● **AUFGABENSTELLUNG**
1. In welchem Verlag und in welchem Jahr erschien „Nicht gerettet“ laut dem Text zu Sloterdijks Buch?
2. In welcher Zeitung und mit welchem Datum erschien die Rezensionsnotiz?
3. Von wem stammt das Nachwort in Günther Anders' „Über Heidegger“?

● **ZITIERTER TEXT**
┌──
Peter Sloterdijk

Nicht gerettet

Versuche nach Heidegger
Cover: Nicht gerettet
Suhrkamp Verlag, Frankfurt am Main 2001
ISBN 9783518412794
Gebunden, 403 Seiten, 28,63 EUR

Klappentext

Um Heideggers Denken in der Ideen- und Problemgeschichte zu verorten, nähert sich Peter Sloterdijk dessen Werk durch Fragen: Wenn die westliche Philosophie aus dem Geist der Polis entstand, wie steht es dann um die Philosophietauglichkeit eines Mannes, der aus seiner trotzigen Anhänglichkeit an die ländliche Welt nie ein Geheimnis gemacht hat? Gibt es eine Provinzwahrheit, von der die weltoffene Stadt nichts weiß? Gibt es eine Feldweg- und Hüttenwahrheit, die imstande wäre, die Universitäten mitsamt ihren Hochsprachen und weltmächtigen Diskursen zu unterhöhlen?

Rezensionsnotiz zu Die Zeit, 24.01.2002

Mit "zweierlei Heidegger", gelesen von den Philosophen Günther Anders ("Über Heidegger", Beck Verlag) und Peter Sloterdijk ("Nicht gerettet. Versuche nach Heidegger", Suhrkamp), hat sich Ludger Lütkehaus beschäftigt:
1) Günther Anders: "Über Heidegger"
Dass diese Heideggeriana vor Empörung nur so zittern, dass Anders "kein gutes Haar an Heidegger" lässt - für Lütkehaus geht das schon in Ordnung: "Er sieht ihn einseitig, aber auch scharf." Will heißen: Akzeptiert man den vom Autor abgesteckten Rahmen (der Heidegger von "Sein und Zeit"), "so sind Anders' scharfzüngige, von sarkastischem Witz triefende Polemiken ... lesenswert". Ebenso lesenswert, wie Lütkehaus uns wissen lässt, wie das "kluge moderierende Nachwort" Dieter Thomäs und die enthaltene "treffende Analyse" von Trotz und Anpassung in Heideggers Todesphilosophie. Letztere gewährt dem Rezensenten denn auch "die vielleicht bemerkenswerteste Entdeckung dieses Bandes": Wie bereits Anders eine Philosophie der "Natalität" andeutet, die der "Auszeichnung der Todesphilosophie bei Heidegger" widerspricht, hat ihn überrascht.
2) Peter Sloterdijk: "Nicht gerettet. Versuche nach Heidegger"
└──
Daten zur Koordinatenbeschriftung
┌──
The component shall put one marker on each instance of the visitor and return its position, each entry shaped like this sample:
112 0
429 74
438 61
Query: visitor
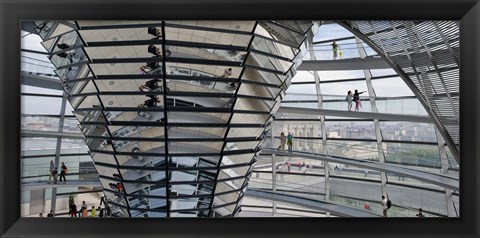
155 32
283 140
356 98
227 73
349 100
154 50
84 212
93 212
103 200
63 46
366 206
73 210
335 48
420 214
55 175
52 167
63 172
384 205
84 205
152 102
150 85
120 187
289 142
100 212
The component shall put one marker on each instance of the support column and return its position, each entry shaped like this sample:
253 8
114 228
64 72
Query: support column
321 117
274 183
444 170
58 149
376 122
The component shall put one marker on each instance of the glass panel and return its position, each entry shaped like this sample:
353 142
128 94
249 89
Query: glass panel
263 77
203 86
245 132
41 105
268 62
258 90
195 147
197 132
127 68
391 87
104 158
410 154
68 57
246 26
253 105
231 146
197 117
205 53
202 70
353 130
249 118
132 100
408 131
353 149
237 159
274 48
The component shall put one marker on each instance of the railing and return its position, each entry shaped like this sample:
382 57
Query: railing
345 51
37 173
392 105
355 150
300 189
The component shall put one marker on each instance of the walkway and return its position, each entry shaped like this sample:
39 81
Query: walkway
70 183
354 114
334 209
344 64
437 179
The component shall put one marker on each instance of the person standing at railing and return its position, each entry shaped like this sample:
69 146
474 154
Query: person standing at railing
283 140
73 210
289 142
63 172
93 213
366 206
84 212
356 98
420 214
55 174
349 99
52 167
384 205
335 48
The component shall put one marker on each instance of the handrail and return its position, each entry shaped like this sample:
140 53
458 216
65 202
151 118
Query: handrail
408 211
364 149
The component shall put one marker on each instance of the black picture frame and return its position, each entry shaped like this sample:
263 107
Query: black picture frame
12 12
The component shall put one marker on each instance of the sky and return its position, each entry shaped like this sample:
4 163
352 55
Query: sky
390 87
└──
● **LÖSUNG**
1. Suhrkamp Verlag, Frankfurt am Main, 2001
2. Die Zeit, 24.01.2002
3. Von Dieter Thomä